# What you will do:
Can you reproduce the whole post about sleeping in the woods versus the city word for word?

# Document excerpt:
---*---

Warmer, drizzly (40?)
That might be a deceiving title, because you know what? Here in the silent, beautiful woods, where I’m happy to live, and I curl up in my down comforter and my blankets next to a crackling fire, looking out over a forest and hearing a river in the distance, I do not sleep soundly. In the city, next to a busy street where buses, street-cleaning trucks, and garbage crews like to bang around at all hours, where streetlights come in every window, where people climb onto the roof next door, I sleep like a baby. There’s such a false sense of security in the city—I have neighbors! They’ll protect me! Marc and I are together! Nothing can happen while we’re together! But out here, in the silent, dark woods, I freak out when the moon casts a shadow through my cabin, and when I get up to investigate, I see my own shadow, and freak out. It's ridiculous.

---*---

# Entries:
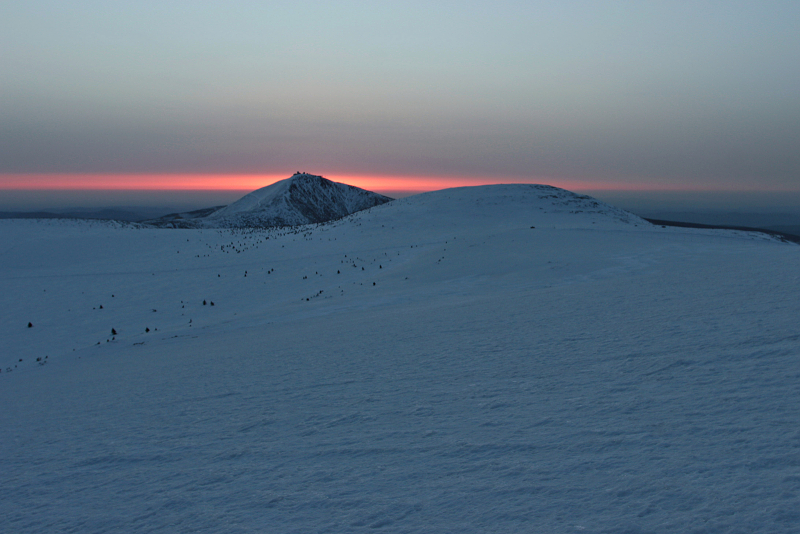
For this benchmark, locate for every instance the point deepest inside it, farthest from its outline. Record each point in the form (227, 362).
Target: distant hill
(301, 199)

---*---

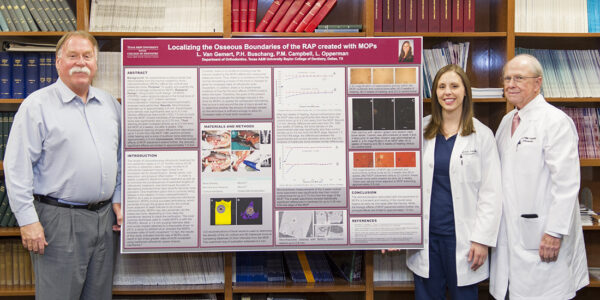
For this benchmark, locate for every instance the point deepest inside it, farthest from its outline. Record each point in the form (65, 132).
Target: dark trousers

---*---

# Finished task:
Warmer, drizzly (40?)
That might be a deceiving title, because you know what? Here in the silent, beautiful woods, where I’m happy to live, and I curl up in my down comforter and my blankets next to a crackling fire, looking out over a forest and hearing a river in the distance, I do not sleep soundly. In the city, next to a busy street where buses, street-cleaning trucks, and garbage crews like to bang around at all hours, where streetlights come in every window, where people climb onto the roof next door, I sleep like a baby. There’s such a false sense of security in the city—I have neighbors! They’ll protect me! Marc and I are together! Nothing can happen while we’re together! But out here, in the silent, dark woods, I freak out when the moon casts a shadow through my cabin, and when I get up to investigate, I see my own shadow, and freak out. It's ridiculous.